What is needed = Reproduce verbatim the lines of the rows below, beginning with the line containing "query (the noun phrase to segment): turquoise" and continuing through the line containing "POLYGON ((166 84, 182", with both of those lines included.

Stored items
_ _ _ _ _ _ _

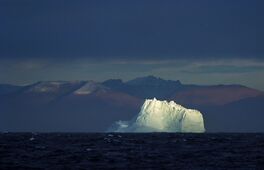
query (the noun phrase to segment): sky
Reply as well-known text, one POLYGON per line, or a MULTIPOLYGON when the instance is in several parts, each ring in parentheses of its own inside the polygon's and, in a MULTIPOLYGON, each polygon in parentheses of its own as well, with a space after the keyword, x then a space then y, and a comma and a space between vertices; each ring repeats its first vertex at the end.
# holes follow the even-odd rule
POLYGON ((0 0, 0 83, 129 80, 264 90, 261 0, 0 0))

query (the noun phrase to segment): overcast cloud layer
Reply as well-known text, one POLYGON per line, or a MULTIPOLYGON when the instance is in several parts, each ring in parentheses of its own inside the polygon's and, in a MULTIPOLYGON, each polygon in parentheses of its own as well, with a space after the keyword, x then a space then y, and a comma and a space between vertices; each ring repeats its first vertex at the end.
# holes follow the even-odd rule
POLYGON ((261 0, 1 0, 0 83, 155 75, 264 90, 261 0))

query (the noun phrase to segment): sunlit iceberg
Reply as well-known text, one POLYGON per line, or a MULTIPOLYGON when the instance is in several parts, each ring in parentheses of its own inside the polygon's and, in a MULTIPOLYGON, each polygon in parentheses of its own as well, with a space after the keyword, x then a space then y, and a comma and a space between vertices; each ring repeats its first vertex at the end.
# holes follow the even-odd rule
POLYGON ((139 114, 130 121, 117 121, 110 132, 205 132, 203 115, 174 101, 145 100, 139 114))

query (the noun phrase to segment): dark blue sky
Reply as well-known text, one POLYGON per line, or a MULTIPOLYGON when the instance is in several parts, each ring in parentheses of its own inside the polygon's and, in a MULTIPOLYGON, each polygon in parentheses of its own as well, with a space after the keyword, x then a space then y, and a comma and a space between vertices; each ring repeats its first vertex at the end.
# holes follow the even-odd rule
POLYGON ((0 82, 130 79, 264 89, 261 0, 0 0, 0 82))
POLYGON ((1 0, 0 22, 8 58, 263 55, 256 0, 1 0))

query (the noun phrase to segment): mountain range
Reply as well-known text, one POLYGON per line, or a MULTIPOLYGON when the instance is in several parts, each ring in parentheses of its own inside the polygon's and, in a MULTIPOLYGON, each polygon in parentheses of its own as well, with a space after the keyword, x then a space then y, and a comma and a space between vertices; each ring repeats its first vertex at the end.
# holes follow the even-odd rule
POLYGON ((102 132, 130 120, 145 99, 203 113, 207 132, 264 132, 264 92, 242 85, 190 85, 154 76, 130 81, 0 84, 0 131, 102 132))

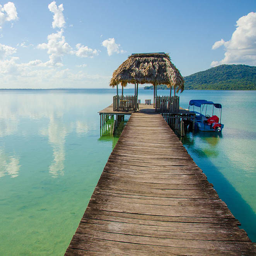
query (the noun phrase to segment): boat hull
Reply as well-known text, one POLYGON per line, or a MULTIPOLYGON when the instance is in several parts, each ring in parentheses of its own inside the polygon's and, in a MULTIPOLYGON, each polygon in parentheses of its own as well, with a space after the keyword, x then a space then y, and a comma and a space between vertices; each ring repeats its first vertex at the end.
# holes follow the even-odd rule
POLYGON ((196 127, 199 131, 214 131, 221 132, 222 130, 224 125, 220 124, 221 126, 218 128, 214 129, 211 125, 207 123, 202 123, 201 122, 196 121, 196 127))

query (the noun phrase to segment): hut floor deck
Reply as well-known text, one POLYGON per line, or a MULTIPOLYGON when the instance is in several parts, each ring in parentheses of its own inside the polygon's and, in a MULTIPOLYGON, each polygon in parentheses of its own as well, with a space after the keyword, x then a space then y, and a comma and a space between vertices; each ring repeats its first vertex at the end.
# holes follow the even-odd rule
POLYGON ((131 114, 65 256, 256 255, 160 114, 131 114))
MULTIPOLYGON (((141 103, 139 105, 139 110, 137 112, 142 112, 144 113, 155 113, 155 109, 154 107, 154 105, 151 104, 151 105, 148 105, 143 103, 141 103)), ((187 113, 189 111, 186 109, 182 108, 179 108, 180 113, 187 113)), ((110 105, 108 107, 107 107, 102 110, 99 111, 99 113, 100 114, 118 114, 118 115, 130 115, 132 113, 134 113, 134 111, 128 111, 126 112, 122 112, 121 111, 113 111, 113 104, 110 105)))

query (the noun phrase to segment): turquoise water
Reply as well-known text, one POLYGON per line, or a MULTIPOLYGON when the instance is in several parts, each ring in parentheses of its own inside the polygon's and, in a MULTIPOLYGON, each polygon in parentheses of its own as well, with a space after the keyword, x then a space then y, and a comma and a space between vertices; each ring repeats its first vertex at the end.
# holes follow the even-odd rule
MULTIPOLYGON (((64 254, 117 140, 100 138, 97 113, 115 94, 0 91, 0 255, 64 254)), ((139 98, 153 92, 140 90, 139 98)), ((184 108, 191 99, 222 104, 222 134, 189 133, 182 141, 254 242, 256 98, 254 91, 191 90, 180 98, 184 108)))

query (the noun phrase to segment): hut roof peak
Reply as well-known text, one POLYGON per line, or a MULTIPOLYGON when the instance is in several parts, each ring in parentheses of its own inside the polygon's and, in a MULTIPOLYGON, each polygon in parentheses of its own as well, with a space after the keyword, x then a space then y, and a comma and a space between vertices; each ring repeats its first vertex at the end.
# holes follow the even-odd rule
POLYGON ((166 84, 182 91, 184 80, 179 70, 164 52, 132 53, 113 72, 109 84, 114 87, 121 83, 166 84))

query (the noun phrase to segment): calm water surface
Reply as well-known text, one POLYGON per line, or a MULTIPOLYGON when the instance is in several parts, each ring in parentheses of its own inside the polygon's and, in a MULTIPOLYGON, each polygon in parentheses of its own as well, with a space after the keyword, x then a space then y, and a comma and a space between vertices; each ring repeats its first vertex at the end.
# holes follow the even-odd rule
MULTIPOLYGON (((0 255, 64 254, 116 140, 100 138, 97 113, 115 94, 0 90, 0 255)), ((140 90, 139 98, 153 92, 140 90)), ((254 242, 255 98, 255 91, 190 90, 180 99, 186 108, 192 99, 222 104, 222 134, 182 140, 254 242)))

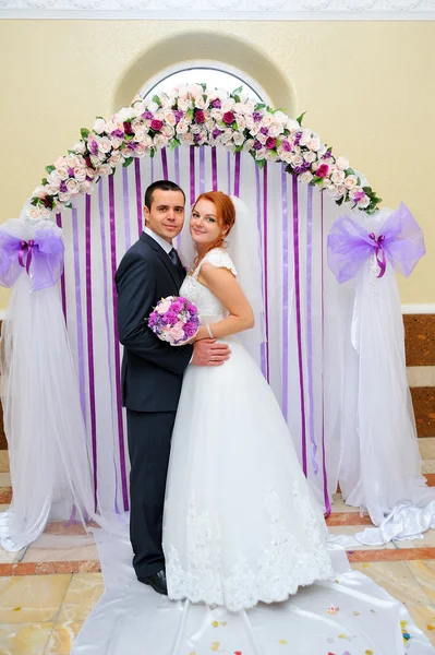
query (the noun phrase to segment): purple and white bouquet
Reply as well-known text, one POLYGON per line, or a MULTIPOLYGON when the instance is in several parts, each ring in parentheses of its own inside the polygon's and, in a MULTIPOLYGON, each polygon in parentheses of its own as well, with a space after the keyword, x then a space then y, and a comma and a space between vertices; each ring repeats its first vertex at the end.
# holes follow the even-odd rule
POLYGON ((171 346, 183 346, 200 329, 196 307, 181 296, 161 298, 147 321, 154 334, 171 346))

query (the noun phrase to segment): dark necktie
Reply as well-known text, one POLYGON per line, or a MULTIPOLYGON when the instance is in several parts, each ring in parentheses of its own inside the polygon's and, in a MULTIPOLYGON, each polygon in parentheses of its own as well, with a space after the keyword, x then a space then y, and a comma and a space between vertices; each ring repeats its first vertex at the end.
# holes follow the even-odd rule
POLYGON ((172 264, 176 266, 179 275, 182 277, 183 275, 183 264, 181 263, 181 260, 178 255, 178 252, 174 248, 172 248, 172 250, 169 251, 169 258, 172 262, 172 264))

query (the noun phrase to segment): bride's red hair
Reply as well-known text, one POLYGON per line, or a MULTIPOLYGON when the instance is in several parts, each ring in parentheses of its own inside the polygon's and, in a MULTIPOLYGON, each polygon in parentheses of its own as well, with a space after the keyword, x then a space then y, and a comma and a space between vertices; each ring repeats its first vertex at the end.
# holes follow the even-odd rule
MULTIPOLYGON (((206 254, 209 250, 213 250, 213 248, 223 247, 225 238, 228 237, 232 229, 232 226, 235 223, 235 207, 231 198, 222 191, 207 191, 206 193, 202 193, 201 195, 198 195, 198 198, 195 201, 195 204, 192 207, 192 211, 195 209, 196 203, 203 199, 209 200, 215 205, 216 218, 218 219, 219 226, 222 229, 220 237, 208 246, 207 251, 204 253, 206 254)), ((196 258, 194 262, 195 266, 198 264, 198 258, 196 258)))

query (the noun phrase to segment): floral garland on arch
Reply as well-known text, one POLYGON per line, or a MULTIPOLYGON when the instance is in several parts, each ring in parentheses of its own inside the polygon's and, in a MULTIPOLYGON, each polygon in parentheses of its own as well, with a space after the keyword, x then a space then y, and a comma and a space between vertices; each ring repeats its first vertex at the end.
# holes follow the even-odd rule
POLYGON ((161 92, 153 99, 136 97, 131 107, 109 120, 97 118, 92 130, 82 129, 82 139, 68 154, 47 166, 47 177, 32 195, 28 215, 48 218, 51 212, 71 207, 81 193, 92 193, 101 177, 118 165, 158 150, 193 146, 223 146, 233 153, 250 153, 261 168, 265 162, 285 163, 287 172, 325 190, 337 204, 353 203, 368 214, 380 198, 362 184, 346 157, 335 157, 318 134, 302 127, 302 118, 254 103, 242 87, 232 93, 190 84, 161 92))

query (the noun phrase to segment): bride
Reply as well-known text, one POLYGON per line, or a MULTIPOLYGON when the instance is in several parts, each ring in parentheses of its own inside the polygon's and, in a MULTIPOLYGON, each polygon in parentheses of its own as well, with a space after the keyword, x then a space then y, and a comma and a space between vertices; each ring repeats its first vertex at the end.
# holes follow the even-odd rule
POLYGON ((196 258, 180 295, 198 309, 196 340, 229 344, 231 358, 184 374, 164 516, 168 595, 239 611, 285 600, 333 568, 322 511, 255 361, 256 225, 241 201, 215 191, 196 200, 190 234, 196 258))

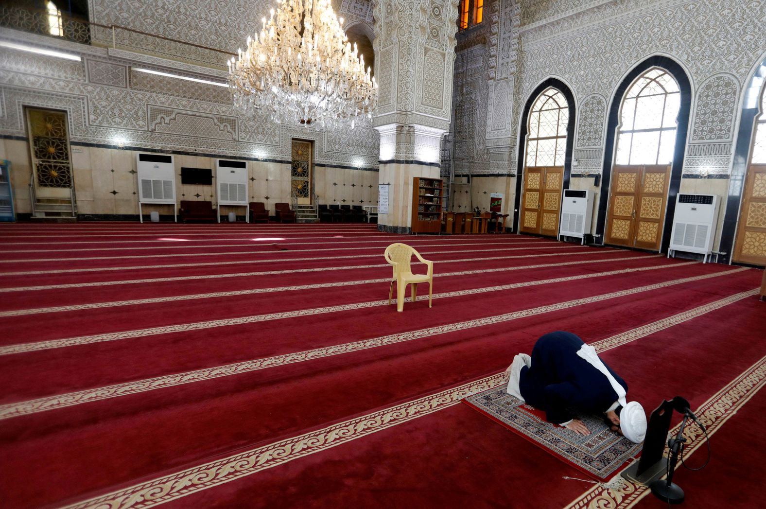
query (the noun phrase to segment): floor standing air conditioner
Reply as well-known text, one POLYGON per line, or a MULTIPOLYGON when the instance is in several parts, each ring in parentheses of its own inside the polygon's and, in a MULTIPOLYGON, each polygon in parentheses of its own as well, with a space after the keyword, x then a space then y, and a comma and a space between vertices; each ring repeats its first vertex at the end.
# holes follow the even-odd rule
POLYGON ((718 195, 676 195, 668 258, 684 251, 704 254, 702 263, 707 261, 713 251, 719 205, 718 195))
POLYGON ((173 156, 165 154, 136 155, 136 176, 139 179, 139 218, 143 222, 141 205, 162 204, 173 205, 173 221, 177 221, 175 203, 175 166, 173 156))
MULTIPOLYGON (((215 180, 218 183, 218 210, 221 205, 244 207, 245 221, 250 222, 247 202, 247 163, 244 161, 216 159, 215 180)), ((218 214, 221 222, 221 214, 218 214)))
POLYGON ((561 199, 561 222, 558 238, 561 235, 579 237, 585 243, 585 235, 591 234, 593 218, 593 193, 590 191, 565 189, 561 199))

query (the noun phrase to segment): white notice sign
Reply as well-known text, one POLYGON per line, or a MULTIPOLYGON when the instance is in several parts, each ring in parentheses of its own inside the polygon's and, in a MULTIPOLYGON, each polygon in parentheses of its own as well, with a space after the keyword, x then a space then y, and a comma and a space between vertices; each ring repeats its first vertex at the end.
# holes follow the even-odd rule
POLYGON ((389 184, 378 184, 378 213, 388 213, 389 184))

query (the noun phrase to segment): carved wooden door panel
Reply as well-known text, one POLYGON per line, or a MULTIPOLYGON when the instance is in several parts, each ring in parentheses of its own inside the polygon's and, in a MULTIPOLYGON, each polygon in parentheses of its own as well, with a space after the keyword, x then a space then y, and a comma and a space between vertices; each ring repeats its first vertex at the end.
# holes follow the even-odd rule
POLYGON ((734 261, 766 265, 766 165, 751 165, 745 181, 734 261))
POLYGON ((311 174, 313 171, 313 143, 293 140, 290 166, 293 196, 298 205, 311 205, 311 174))
POLYGON ((633 246, 636 202, 640 180, 640 166, 614 166, 612 170, 607 244, 633 246))
POLYGON ((74 186, 67 113, 32 108, 26 113, 35 196, 69 199, 74 186))
POLYGON ((519 231, 540 232, 540 192, 543 168, 527 168, 524 171, 524 195, 522 197, 522 217, 519 231))
POLYGON ((541 200, 540 235, 555 237, 558 235, 558 216, 561 204, 561 182, 564 166, 545 168, 543 172, 541 200))
POLYGON ((636 204, 633 247, 660 251, 669 180, 669 166, 650 166, 642 169, 636 204))
POLYGON ((669 166, 615 166, 607 244, 660 251, 669 166))

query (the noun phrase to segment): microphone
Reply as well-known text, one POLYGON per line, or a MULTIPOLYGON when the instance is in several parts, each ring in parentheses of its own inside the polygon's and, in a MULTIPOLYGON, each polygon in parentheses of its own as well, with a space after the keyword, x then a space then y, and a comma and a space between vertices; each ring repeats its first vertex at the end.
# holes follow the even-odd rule
POLYGON ((705 425, 700 422, 699 419, 697 419, 697 416, 694 415, 694 412, 689 409, 689 401, 687 401, 686 398, 682 398, 681 396, 677 396, 673 399, 673 409, 676 412, 683 413, 686 417, 693 419, 694 422, 697 423, 697 425, 702 428, 703 432, 707 432, 707 429, 705 428, 705 425))

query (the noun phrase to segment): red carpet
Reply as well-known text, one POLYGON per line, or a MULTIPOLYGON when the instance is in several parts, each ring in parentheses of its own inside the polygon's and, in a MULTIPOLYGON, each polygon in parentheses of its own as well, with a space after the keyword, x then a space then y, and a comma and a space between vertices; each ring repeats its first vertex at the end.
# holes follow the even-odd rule
POLYGON ((14 507, 118 491, 126 507, 497 507, 514 493, 513 507, 562 507, 588 485, 561 476, 581 474, 457 405, 515 353, 555 329, 602 341, 647 408, 702 405, 764 353, 764 308, 743 294, 761 271, 638 251, 365 225, 18 224, 0 238, 14 507), (382 251, 402 241, 436 262, 431 309, 386 304, 382 251), (530 485, 545 504, 519 494, 530 485))

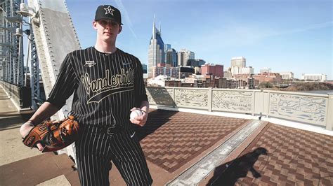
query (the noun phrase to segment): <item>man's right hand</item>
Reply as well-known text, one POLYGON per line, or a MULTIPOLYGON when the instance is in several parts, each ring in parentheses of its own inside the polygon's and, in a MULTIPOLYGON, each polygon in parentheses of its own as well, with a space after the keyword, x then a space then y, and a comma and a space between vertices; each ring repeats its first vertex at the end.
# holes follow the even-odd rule
MULTIPOLYGON (((32 122, 27 121, 25 123, 24 123, 22 126, 21 128, 20 128, 20 134, 21 134, 22 138, 25 138, 25 136, 27 136, 29 132, 34 128, 34 126, 32 124, 32 122)), ((41 143, 37 143, 37 148, 39 151, 43 150, 43 145, 41 143)))

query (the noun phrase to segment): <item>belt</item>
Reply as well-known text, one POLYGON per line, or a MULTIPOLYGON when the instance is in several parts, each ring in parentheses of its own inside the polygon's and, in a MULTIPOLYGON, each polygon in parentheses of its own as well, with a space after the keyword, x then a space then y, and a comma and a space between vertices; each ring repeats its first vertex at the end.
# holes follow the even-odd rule
POLYGON ((107 130, 106 133, 108 135, 113 135, 122 131, 121 129, 119 129, 119 127, 117 127, 116 126, 112 126, 112 127, 105 127, 105 128, 107 130))

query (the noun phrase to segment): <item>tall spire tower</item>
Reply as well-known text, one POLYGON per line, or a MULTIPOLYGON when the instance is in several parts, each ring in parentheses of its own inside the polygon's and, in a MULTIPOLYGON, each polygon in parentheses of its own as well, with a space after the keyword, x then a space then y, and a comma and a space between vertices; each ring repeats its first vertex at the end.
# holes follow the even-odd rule
POLYGON ((155 15, 154 15, 152 35, 148 50, 148 78, 152 77, 152 67, 157 66, 157 64, 164 63, 164 43, 161 37, 161 27, 159 27, 159 30, 156 28, 155 15))

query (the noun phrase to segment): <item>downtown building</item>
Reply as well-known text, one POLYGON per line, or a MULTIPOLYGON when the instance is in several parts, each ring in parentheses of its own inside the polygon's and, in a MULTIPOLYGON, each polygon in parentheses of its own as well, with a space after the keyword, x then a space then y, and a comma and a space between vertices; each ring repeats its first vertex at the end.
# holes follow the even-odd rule
POLYGON ((230 72, 235 77, 237 74, 254 74, 254 69, 252 66, 247 67, 247 59, 244 57, 235 57, 231 58, 230 72))
POLYGON ((280 72, 280 75, 282 77, 282 80, 293 80, 294 73, 292 72, 280 72))
POLYGON ((157 64, 165 62, 164 43, 161 36, 161 28, 159 30, 156 28, 155 20, 152 24, 152 35, 149 43, 148 50, 148 78, 152 78, 152 67, 157 66, 157 64))
POLYGON ((309 81, 325 81, 327 80, 327 76, 323 73, 302 73, 301 79, 309 81))
POLYGON ((205 64, 201 66, 201 74, 209 75, 212 78, 223 77, 223 66, 220 64, 205 64))
POLYGON ((178 52, 178 65, 181 66, 187 66, 188 59, 195 59, 195 52, 186 49, 181 49, 178 52))

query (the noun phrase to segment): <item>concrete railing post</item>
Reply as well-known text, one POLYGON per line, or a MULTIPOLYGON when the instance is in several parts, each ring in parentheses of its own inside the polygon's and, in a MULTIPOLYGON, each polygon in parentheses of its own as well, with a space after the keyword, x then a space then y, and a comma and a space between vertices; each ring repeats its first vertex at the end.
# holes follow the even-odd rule
POLYGON ((326 129, 330 131, 333 130, 333 93, 328 93, 326 129))

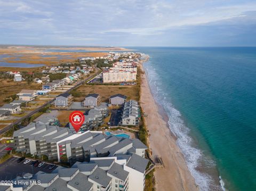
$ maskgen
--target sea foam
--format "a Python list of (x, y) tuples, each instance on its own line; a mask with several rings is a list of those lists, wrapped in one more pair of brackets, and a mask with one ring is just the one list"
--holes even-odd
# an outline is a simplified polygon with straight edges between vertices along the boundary
[[(170, 129), (177, 138), (177, 144), (182, 153), (188, 170), (195, 178), (200, 190), (225, 190), (225, 184), (221, 179), (220, 180), (221, 186), (215, 185), (210, 175), (197, 170), (199, 161), (203, 159), (206, 160), (206, 157), (201, 150), (192, 146), (194, 143), (192, 138), (189, 136), (190, 130), (185, 125), (180, 112), (166, 98), (169, 95), (165, 94), (164, 88), (161, 87), (162, 83), (158, 78), (156, 70), (153, 70), (153, 68), (150, 65), (144, 68), (154, 99), (166, 111), (169, 117)], [(213, 160), (208, 158), (207, 163), (209, 166), (215, 165)]]

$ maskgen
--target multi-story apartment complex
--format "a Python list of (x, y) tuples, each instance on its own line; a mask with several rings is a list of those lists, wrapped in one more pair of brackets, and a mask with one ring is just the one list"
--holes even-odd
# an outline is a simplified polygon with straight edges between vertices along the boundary
[(138, 102), (129, 100), (124, 103), (122, 124), (123, 125), (135, 126), (138, 124), (139, 117), (139, 108)]
[(93, 107), (100, 105), (101, 103), (101, 96), (97, 94), (89, 94), (83, 101), (85, 107)]
[(113, 64), (113, 69), (117, 70), (134, 71), (137, 72), (137, 64), (134, 62), (116, 62)]
[(55, 100), (55, 107), (67, 107), (73, 103), (74, 98), (69, 93), (64, 93), (56, 97)]
[[(59, 167), (51, 173), (38, 171), (21, 184), (0, 186), (4, 190), (143, 191), (148, 160), (135, 154), (92, 158), (70, 168)], [(35, 184), (34, 182), (40, 182)], [(33, 184), (34, 183), (34, 184)]]
[(33, 89), (22, 89), (17, 96), (19, 100), (31, 101), (38, 96), (37, 91)]
[(65, 156), (71, 163), (89, 161), (91, 157), (108, 157), (135, 153), (145, 156), (147, 147), (139, 139), (117, 138), (101, 131), (74, 132), (72, 128), (59, 128), (58, 120), (46, 118), (13, 133), (17, 151), (51, 160), (61, 161)]
[(137, 72), (115, 70), (112, 68), (103, 71), (103, 82), (114, 83), (136, 80)]

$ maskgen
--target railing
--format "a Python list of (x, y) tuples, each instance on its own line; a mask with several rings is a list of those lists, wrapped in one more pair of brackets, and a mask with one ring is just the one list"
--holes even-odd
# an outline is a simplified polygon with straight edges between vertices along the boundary
[(164, 167), (164, 163), (162, 160), (162, 157), (158, 156), (156, 156), (155, 157), (155, 161), (151, 160), (152, 163), (148, 167), (148, 168), (146, 170), (145, 175), (148, 175), (154, 169), (157, 168), (163, 168)]

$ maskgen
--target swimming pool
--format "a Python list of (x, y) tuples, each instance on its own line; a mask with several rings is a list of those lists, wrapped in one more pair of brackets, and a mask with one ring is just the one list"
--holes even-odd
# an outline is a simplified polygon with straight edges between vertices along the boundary
[(116, 137), (124, 137), (124, 138), (130, 138), (130, 135), (128, 135), (125, 134), (120, 134), (114, 135), (114, 134), (112, 134), (110, 132), (107, 131), (107, 132), (105, 132), (105, 134), (106, 135), (115, 135)]

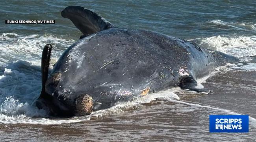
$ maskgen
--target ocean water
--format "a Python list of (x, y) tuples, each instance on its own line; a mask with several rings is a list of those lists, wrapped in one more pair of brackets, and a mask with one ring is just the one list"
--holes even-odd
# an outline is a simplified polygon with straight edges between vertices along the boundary
[[(2, 1), (0, 2), (0, 141), (255, 141), (256, 2), (254, 0)], [(198, 81), (208, 93), (178, 88), (90, 115), (48, 118), (33, 105), (41, 89), (43, 49), (53, 65), (82, 33), (60, 12), (80, 5), (124, 28), (154, 31), (238, 57)], [(5, 24), (55, 20), (55, 24)], [(209, 115), (248, 114), (249, 132), (210, 133)]]

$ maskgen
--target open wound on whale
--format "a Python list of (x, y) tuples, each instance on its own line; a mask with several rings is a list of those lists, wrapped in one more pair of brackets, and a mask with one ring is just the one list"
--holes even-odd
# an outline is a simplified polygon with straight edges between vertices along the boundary
[(148, 92), (149, 92), (149, 90), (150, 90), (150, 88), (147, 88), (146, 89), (144, 89), (143, 90), (141, 90), (141, 96), (144, 96), (148, 93)]

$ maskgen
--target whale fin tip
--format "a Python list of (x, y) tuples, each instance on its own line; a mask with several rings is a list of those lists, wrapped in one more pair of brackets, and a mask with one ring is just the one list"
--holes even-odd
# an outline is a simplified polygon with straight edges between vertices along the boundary
[(61, 16), (69, 19), (85, 35), (114, 27), (100, 15), (81, 6), (68, 6), (61, 11)]

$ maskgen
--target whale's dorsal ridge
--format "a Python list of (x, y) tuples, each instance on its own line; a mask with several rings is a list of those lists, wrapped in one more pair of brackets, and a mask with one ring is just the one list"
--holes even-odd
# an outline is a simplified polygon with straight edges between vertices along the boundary
[(100, 15), (81, 6), (68, 6), (61, 11), (61, 16), (69, 19), (85, 35), (114, 27)]

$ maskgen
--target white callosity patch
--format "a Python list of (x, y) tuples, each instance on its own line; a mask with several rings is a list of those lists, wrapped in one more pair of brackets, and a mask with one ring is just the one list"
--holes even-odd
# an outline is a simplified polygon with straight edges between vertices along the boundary
[(179, 70), (179, 77), (182, 76), (188, 76), (189, 74), (184, 68), (180, 68)]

_ _ _ _ _ _ _

Correct result =
query (the noun phrase to segment): turquoise water
Reply as well-known text, one POLYGON per line, or a MULTIPOLYGON when the instance is in several parts, each ring in parentheses of its own inside the polygon's and, in a MULTIPOLYGON, each polygon in parentheses of its own as well, with a space after the keyword, x then a space then y, and a comma and a space between vertices; each ring repeats its first vertex at the end.
# holes follow the even-odd rule
MULTIPOLYGON (((64 254, 117 140, 100 138, 97 113, 115 94, 0 91, 0 255, 64 254)), ((139 98, 153 92, 140 90, 139 98)), ((184 108, 191 99, 222 104, 222 134, 189 133, 182 141, 254 242, 256 98, 254 91, 191 90, 180 98, 184 108)))

query (the noun phrase to segment): hut roof peak
Reply as well-known text, one POLYGON per line, or a MULTIPOLYGON when the instance is in several parts, each ring in parentheses of its own inside the polygon's and, in a MULTIPOLYGON, each polygon in parentheses of its own as well, with a space after the keyword, x then a space then y, and a comma and a space between vertices; each ring repeats its first vertex at the end.
# holes follow the even-odd rule
POLYGON ((166 84, 182 91, 184 80, 179 70, 164 52, 132 53, 113 72, 109 84, 114 87, 121 83, 166 84))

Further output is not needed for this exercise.